- [Requirement]:
Reproduce the records word for word from the start up to and including the line that contains "column 155, row 497".
── Data supplied
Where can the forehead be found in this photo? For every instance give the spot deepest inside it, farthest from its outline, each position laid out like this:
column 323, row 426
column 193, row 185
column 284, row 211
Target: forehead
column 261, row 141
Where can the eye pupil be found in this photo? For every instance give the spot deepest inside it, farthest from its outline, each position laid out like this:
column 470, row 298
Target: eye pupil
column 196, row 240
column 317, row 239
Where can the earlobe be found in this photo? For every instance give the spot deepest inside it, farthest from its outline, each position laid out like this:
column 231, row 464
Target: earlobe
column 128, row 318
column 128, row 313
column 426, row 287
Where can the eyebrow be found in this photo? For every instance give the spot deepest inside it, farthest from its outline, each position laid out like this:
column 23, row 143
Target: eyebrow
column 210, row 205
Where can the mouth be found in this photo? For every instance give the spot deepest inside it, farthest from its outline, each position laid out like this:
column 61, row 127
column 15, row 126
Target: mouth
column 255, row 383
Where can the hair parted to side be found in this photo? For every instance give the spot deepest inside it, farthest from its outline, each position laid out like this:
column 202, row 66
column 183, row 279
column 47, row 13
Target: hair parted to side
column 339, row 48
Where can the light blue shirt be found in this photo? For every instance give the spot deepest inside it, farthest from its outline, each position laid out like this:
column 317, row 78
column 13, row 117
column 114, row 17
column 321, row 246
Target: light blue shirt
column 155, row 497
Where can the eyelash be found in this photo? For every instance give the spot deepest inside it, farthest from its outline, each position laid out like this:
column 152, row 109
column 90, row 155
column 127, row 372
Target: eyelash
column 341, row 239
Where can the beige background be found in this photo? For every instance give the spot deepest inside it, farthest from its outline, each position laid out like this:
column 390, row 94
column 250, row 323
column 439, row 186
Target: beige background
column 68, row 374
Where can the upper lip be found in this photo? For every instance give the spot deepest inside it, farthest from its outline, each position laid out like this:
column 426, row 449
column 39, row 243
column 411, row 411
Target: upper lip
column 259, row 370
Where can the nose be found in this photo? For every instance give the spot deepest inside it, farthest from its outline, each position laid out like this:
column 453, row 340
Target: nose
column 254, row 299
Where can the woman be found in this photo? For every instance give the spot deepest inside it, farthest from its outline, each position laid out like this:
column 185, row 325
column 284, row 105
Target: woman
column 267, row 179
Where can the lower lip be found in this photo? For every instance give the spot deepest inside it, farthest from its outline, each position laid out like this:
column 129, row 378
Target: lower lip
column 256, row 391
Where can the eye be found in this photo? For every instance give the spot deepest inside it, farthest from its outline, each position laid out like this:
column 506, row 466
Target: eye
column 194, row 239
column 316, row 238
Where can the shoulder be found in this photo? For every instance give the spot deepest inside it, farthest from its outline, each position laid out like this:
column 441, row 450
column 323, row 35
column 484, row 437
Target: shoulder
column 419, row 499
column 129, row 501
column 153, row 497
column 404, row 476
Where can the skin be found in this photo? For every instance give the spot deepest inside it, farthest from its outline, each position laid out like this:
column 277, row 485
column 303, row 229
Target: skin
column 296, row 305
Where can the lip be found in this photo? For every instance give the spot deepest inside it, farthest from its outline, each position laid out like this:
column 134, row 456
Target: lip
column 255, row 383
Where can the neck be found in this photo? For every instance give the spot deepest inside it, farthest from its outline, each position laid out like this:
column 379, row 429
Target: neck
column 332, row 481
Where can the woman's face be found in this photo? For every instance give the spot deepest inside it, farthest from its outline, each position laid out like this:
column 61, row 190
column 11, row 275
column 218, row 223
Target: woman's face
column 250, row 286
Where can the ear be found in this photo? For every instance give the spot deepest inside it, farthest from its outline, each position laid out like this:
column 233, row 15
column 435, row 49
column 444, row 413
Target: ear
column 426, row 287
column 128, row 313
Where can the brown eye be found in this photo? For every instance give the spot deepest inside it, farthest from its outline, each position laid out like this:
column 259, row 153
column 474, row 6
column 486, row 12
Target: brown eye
────
- [In response]:
Where can the forehead be found in this photo? For every instance give the spot deepest inside it, farthest from its outline, each position laid out like this:
column 323, row 426
column 193, row 185
column 284, row 211
Target: forehead
column 261, row 141
Where can the eye pupil be found in this photo? For every instance give the spot deepest inside it, farthest from its outline, each position laid out like this:
column 470, row 298
Target: eye pupil
column 196, row 240
column 317, row 239
Where can the earlobe be found in this photo? For every instance give the spot deepest inside it, farthest from its outline, each position laid out like this:
column 231, row 464
Target: earlobe
column 128, row 318
column 128, row 313
column 426, row 287
Where can the eyebrow be found in this photo? For every instance give the spot deepest inside it, farthest from its outline, each position laid out like this:
column 23, row 143
Target: eyebrow
column 210, row 205
Where can the mouth be found in this photo? For every instance give the spot deepest inside it, farthest from its outline, each position laid out like this:
column 61, row 127
column 15, row 126
Target: mouth
column 255, row 383
Where can the hair parted to side be found in this photo? For every instance give the spot deepest inside it, farthest from its outline, each position laid out like this:
column 202, row 66
column 183, row 279
column 47, row 13
Target: hair parted to side
column 339, row 48
Where can the light blue shirt be found in this photo? For every instance give the spot deepest inside it, farthest from its outline, each position laid out like this:
column 317, row 78
column 13, row 117
column 114, row 17
column 321, row 246
Target: light blue shirt
column 155, row 497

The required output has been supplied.